Say whether each of the following statements agrees with the abstract on VP30-dependent Ebola virus transcription, giving yes or no and quoting the deciding words of the abstract. 1. Stabilizing the NP hairpin lowered transcription when VP30 was absent. 2. A mutant unable to form any RNA secondary structure at the TSS was transcribed equally well with or without VP30. 3. Continuous hexamer phasing between PE1 and PE2 was introduced by a single point mutation in the NP hairpin.

> _EXCERPTED PASSAGE_
☆ ☆ ☆ ☆

Regulation of VP30-Dependent Transcription by RNA Sequence and Structure in the Genomic Ebola Virus Promoter

ABSTRACT

Viral transcription and replication of Ebola virus (EBOV) are balanced by transcription factor VP30, an RNA-binding protein. An RNA hairpin at the transcription start site (TSS) of the first gene (NP hairpin) in the 3′-leader promoter is thought to mediate the VP30 dependency of transcription. Here, we investigated the constraints of VP30 dependency using a series of monocistronic minigenomes with sequence, structure, and length deviations from the native NP hairpin. Hairpin stabilizations decreased while destabilizations increased transcription in the absence of VP30, but in all cases, transcription activity was higher in the presence than the absence of VP30. This also pertains to a mutant that is unable to form any RNA secondary structure at the TSS, demonstrating that the activity of VP30 is not determined simply by the capacity to form a hairpin structure at the TSS. Introduction of continuous 3′-UN₅ hexamer phasing between promoter elements PE1 and PE2 by a single point mutation in the NP hairpin boosted VP30-independent transcription. Moreover, this point mutation, but also hairpin stabilizations, impaired the relative increase of replication in the absence of VP30. Our results suggest that the native NP hairpin is optimized for tight regulation by VP30 while avoiding an extent of hairpin stability that impairs viral transcription, as well as for enabling the switch from transcription to replication when VP30 is not part of the polymerase complex.

☆ ☆ ☆ ☆

> _RECORDS_
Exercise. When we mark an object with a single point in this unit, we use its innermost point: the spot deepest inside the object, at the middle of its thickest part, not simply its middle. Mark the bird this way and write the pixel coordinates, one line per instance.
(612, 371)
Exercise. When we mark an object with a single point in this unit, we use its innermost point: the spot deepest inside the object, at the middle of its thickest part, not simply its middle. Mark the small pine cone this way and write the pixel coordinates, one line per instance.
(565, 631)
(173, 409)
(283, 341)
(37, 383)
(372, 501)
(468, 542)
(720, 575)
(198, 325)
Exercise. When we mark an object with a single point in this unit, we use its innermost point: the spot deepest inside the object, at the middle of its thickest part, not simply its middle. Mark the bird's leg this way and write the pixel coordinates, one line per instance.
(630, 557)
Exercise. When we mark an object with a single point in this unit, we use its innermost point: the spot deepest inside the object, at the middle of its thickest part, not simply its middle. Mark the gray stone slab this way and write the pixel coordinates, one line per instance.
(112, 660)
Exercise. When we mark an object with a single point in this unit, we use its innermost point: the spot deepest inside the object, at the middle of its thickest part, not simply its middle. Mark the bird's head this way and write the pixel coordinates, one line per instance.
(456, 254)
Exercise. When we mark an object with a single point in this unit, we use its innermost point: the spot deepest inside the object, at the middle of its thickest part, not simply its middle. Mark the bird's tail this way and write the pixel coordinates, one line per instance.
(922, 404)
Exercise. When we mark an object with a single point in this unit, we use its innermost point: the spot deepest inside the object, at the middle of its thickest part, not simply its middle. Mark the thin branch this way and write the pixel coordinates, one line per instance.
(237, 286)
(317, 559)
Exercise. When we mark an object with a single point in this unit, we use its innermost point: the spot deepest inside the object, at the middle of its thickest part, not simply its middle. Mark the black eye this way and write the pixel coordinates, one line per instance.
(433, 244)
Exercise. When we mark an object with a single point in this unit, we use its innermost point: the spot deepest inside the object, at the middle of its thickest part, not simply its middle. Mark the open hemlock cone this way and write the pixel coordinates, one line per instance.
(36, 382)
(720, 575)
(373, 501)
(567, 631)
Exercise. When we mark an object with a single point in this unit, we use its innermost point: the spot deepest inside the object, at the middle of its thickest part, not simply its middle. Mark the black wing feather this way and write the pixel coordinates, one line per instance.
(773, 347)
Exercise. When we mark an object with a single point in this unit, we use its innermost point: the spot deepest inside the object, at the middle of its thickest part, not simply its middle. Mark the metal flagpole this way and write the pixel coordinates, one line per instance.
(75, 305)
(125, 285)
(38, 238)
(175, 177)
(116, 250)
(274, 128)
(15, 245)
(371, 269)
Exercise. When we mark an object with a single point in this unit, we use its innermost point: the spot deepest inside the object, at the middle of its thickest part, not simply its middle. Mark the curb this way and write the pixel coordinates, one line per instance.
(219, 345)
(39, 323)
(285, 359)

☆ ☆ ☆ ☆

> _RESPONSE TO THE EXERCISE_
1. Yes: "Hairpin stabilizations decreased while destabilizations increased transcription in the absence of VP30"
2. No: "in all cases, transcription activity was higher in the presence than the absence of VP30. This also pertains to a mutant that is unable to form any RNA secondary structure at the TSS"
3. Yes: "Introduction of continuous 3′-UN₅ hexamer phasing between promoter elements PE1 and PE2 by a single point mutation in the NP hairpin"